SELECTED EXTRACT |
= = = = =
Whittle also kept detailed records of the barter goods Lottery bought, and accounts of the trading' In Jamaica, Whittle sold 453 captives at about £95 each, for a gross revenue of £41,794 13s 4d. One captive, a blind man, was given away. Whittle received £2,378 1s 11d in commissions. The surgeon, Dr. John Tebay, received £265 5s 7d in head money, payment for privilege slaves, and a gratuity. (Tebay died and the cost of his funeral and coffin were deducted from the gross revenue of the voyage.) The chief mate received £184 18s 6½ for two privilege captives. After the deduction of these amounts, duties, sales commission to Leyland's agents at Jamaica (Messrs. Bogle & Jopp), and some other items, the "neat proceeds" were £35,192 17s 10d.

The amount remitted to Liverpool, after payment of all charges, was £22, 726 1s. From this there was a deduction of £2,307 10s for outfitting Lottery, and a deduction of £83266 14s 11d for her cargo (trade goods). The profit on this voyage amounted to £12,091 16s 1d.

4th enslaving voyage (1799–1800): Captain Roger Leatham acquired a letter of marque on 14 May 1799. He sailed from Liverpool on 17 July 1799 and acquired slaves at Bonny. Lottery arrived at Montego Bay on 1 March 1800 with 436 slaves. She sailed from Jamaica on 19 May and arrived back at Liverpool on 15 July. She had left Liverpool with 49 crew members and suffered three crew deaths on her voyage.

5th enslaving voyage (1801–1802): Captain Whittle sailed from Liverpool on 21 May 1801 and gathered slaves at Bonny. On 29 May Lottery, Louisa, master, was all well at . She was in company with , Bernard, master, and , Livingston, master. Lottery arrived at Jamaica on 5 November. She sailed from Jamaica on 16 December and arrived back at Liverpool on 16 February 1802.

6th enslaving voyage (1802–1803): This voyage took place during the Peace of Amiens and so Lotterys master did not acquire a letter of marque. Captain Charles Kneal sailed from Liverpool on 21 May 1802 and acquired slaves at Bonny. Lottery arrived at Montego Bay 30 November with 305 slaves and landed all. She sailed for Liverpool on 31 January 1803 and arrived on 25 March. She had left Liverpool with 33 crew members and had suffered two crew deaths on her voyage.

The profit on this voyage amounted to £19,021 12s 0½d. Thomas Leyland received half of this, i.e., £9500 16s. The other two co-owners (R.Bullin and Thomas Molyneux) each received a one-quarter.

7th enslaving voyage (1803–1804): War with France had resumed so Captain Kneal acquired a letter of marque on 29 November 1803. He sailed from Liverpool on 20 December. It is not clear where he acquired slaves, but Lottery did stop at Annobón while at Africa. Lottery arrived at Havana in July 1804 with 295 slaves. She sailed from Havana on 17 September and arrived back at Liverpool on 15 November. She had left Liverpool with 47 crew members and she had suffered eight crew deaths on her voyage.

HLeyland and the other owners sold Lottery before her last enslaving voyage. Lloyd's Register did not record the change until the 1809 issue. The new owners were W. Coupland, and three other investors.
= = = = =
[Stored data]
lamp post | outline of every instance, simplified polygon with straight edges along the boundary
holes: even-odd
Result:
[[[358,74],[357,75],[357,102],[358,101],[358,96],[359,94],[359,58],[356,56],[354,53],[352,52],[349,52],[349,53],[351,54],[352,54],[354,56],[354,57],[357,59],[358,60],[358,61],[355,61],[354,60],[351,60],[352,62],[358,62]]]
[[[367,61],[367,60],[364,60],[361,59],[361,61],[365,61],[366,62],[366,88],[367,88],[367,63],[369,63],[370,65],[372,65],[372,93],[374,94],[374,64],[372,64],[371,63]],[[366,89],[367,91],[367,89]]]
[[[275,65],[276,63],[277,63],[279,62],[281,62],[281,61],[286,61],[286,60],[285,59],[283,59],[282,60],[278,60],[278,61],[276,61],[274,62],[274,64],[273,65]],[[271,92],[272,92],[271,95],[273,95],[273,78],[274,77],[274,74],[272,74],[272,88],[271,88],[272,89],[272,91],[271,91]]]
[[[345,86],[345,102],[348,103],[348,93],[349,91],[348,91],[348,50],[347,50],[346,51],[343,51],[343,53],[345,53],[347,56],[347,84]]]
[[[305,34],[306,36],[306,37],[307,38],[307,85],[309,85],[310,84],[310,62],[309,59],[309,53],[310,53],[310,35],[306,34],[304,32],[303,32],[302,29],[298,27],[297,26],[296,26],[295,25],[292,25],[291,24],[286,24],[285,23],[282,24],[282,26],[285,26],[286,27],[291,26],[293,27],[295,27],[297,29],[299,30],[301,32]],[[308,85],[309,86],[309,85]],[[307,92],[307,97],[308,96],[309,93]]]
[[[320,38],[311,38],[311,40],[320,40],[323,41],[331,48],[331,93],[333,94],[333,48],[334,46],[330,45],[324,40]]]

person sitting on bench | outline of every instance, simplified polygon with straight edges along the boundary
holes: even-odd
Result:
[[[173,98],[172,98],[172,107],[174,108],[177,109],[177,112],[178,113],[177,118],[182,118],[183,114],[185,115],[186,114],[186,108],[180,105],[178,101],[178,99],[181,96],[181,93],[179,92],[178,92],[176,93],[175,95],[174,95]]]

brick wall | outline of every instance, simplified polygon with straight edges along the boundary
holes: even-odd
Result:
= = = = =
EXERCISE REQUIREMENTS |
Transcribe the passage about Lottery's enslaving voyages, everything from "7th enslaving voyage" down to "eight crew deaths on her voyage.".

RESPONSE FOR THIS EXERCISE |
7th enslaving voyage (1803–1804): War with France had resumed so Captain Kneal acquired a letter of marque on 29 November 1803. He sailed from Liverpool on 20 December. It is not clear where he acquired slaves, but Lottery did stop at Annobón while at Africa. Lottery arrived at Havana in July 1804 with 295 slaves. She sailed from Havana on 17 September and arrived back at Liverpool on 15 November. She had left Liverpool with 47 crew members and she had suffered eight crew deaths on her voyage.